(STATED GOAL): Copy the records below word for word, from their first line up to and including the line that contains "column 14, row 102".

(SOURCE MATERIAL):
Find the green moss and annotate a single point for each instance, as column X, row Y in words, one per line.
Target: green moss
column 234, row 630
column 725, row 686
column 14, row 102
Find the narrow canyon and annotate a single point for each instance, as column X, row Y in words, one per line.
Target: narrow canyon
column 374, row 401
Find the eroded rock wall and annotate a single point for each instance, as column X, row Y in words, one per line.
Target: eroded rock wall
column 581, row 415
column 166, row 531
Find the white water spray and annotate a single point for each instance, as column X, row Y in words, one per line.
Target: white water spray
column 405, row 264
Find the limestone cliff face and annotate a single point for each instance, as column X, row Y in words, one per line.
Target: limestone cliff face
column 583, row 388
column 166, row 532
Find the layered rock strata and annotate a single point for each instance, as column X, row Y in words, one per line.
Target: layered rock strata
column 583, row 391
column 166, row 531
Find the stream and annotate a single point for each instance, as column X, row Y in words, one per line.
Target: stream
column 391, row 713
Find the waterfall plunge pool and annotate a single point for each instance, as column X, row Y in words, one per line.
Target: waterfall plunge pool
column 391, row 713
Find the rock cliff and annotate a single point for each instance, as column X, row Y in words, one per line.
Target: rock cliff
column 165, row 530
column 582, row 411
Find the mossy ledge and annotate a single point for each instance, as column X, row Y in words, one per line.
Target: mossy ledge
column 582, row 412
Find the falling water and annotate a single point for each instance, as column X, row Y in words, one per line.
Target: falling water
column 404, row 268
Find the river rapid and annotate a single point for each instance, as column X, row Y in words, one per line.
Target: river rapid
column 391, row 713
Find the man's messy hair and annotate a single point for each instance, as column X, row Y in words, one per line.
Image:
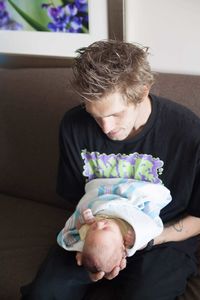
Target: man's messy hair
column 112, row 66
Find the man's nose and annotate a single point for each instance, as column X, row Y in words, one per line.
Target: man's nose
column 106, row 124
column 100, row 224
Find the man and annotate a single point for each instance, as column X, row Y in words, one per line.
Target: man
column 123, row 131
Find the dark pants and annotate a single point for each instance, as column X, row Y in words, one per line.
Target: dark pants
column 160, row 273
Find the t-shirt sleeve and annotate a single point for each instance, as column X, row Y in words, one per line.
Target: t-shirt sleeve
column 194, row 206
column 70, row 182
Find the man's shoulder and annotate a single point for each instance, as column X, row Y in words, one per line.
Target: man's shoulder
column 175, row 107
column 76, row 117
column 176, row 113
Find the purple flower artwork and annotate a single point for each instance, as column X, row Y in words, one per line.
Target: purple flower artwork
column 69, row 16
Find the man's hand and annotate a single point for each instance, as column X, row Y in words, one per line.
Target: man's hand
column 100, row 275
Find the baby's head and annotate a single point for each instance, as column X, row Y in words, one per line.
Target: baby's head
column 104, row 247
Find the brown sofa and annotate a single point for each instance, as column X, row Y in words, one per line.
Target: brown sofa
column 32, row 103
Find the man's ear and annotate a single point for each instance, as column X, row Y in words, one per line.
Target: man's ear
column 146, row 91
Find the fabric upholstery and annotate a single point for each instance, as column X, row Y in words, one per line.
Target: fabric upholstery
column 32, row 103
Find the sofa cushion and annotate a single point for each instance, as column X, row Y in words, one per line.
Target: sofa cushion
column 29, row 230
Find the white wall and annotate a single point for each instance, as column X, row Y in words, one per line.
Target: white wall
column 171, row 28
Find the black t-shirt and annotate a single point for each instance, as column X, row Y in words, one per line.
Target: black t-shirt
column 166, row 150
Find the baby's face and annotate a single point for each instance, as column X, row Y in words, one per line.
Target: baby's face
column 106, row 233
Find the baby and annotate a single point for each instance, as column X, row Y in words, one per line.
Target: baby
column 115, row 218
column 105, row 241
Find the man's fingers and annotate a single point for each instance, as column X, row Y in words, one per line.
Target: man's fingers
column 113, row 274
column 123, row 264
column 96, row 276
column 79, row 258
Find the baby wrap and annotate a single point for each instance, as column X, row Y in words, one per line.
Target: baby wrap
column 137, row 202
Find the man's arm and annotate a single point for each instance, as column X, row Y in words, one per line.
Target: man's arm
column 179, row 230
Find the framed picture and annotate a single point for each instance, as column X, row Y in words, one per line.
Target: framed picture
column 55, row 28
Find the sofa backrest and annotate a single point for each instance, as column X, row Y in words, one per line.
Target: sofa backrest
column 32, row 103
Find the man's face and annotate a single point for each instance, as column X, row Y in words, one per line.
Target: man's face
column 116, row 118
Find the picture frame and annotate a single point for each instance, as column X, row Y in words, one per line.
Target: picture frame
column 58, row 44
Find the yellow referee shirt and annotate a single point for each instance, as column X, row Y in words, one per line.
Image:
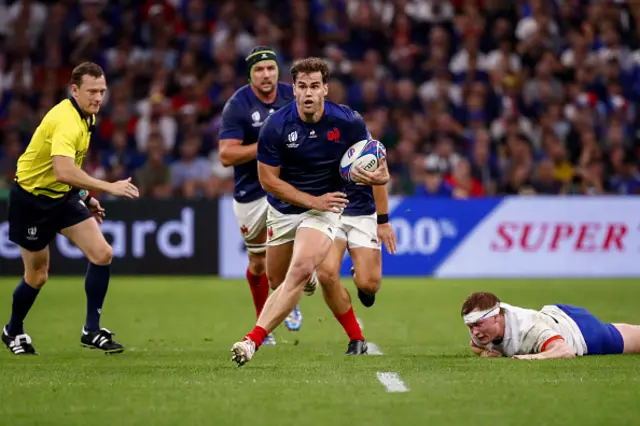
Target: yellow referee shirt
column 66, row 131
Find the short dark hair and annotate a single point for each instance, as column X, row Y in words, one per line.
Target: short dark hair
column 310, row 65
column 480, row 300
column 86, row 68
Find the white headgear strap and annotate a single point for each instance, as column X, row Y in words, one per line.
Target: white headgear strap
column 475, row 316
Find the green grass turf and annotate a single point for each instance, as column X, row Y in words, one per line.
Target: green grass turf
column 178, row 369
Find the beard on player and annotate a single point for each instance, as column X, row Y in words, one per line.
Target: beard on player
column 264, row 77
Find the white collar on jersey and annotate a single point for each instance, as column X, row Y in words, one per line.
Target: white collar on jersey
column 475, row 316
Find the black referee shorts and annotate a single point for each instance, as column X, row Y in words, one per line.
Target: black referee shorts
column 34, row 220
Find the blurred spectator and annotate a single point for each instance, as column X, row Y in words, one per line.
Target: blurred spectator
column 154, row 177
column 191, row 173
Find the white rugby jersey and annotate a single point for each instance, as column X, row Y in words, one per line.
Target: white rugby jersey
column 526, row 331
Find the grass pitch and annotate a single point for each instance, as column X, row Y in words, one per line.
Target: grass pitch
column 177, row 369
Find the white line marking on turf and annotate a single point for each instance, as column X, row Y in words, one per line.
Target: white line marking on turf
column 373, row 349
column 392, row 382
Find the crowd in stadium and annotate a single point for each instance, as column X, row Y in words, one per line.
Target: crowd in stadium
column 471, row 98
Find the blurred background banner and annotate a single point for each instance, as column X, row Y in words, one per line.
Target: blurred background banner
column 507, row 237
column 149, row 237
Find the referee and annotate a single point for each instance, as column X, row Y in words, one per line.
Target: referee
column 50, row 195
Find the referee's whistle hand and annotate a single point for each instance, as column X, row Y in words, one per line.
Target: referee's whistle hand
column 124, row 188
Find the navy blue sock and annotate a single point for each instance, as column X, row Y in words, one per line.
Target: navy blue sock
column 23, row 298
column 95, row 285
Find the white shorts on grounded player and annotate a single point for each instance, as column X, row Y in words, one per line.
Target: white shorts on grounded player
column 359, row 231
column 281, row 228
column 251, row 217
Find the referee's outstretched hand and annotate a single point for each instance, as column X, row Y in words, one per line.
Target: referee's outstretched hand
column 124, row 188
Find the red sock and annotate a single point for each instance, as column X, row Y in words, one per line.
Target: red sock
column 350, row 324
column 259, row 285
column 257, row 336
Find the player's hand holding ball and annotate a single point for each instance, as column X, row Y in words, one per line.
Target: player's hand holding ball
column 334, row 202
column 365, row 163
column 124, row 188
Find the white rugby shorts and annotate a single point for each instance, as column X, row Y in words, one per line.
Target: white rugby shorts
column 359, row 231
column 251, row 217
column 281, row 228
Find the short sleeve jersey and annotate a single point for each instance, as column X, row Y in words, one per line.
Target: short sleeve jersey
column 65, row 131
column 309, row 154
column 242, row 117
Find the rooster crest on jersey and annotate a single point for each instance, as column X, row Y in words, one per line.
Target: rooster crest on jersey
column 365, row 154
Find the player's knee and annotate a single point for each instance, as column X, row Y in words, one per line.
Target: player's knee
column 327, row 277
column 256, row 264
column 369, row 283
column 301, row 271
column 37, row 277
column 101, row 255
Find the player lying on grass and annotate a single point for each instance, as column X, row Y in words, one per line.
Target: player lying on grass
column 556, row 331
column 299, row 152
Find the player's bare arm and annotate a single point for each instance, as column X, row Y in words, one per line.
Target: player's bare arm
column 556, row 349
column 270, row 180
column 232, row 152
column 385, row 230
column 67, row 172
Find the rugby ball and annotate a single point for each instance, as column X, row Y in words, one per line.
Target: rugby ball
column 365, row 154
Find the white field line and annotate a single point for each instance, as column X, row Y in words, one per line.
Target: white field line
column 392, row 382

(EXERCISE RESULT):
Find the green moss and annotate a single point for each instance, as column X, row Y in words, one per line.
Target: green moss
column 234, row 630
column 725, row 686
column 14, row 102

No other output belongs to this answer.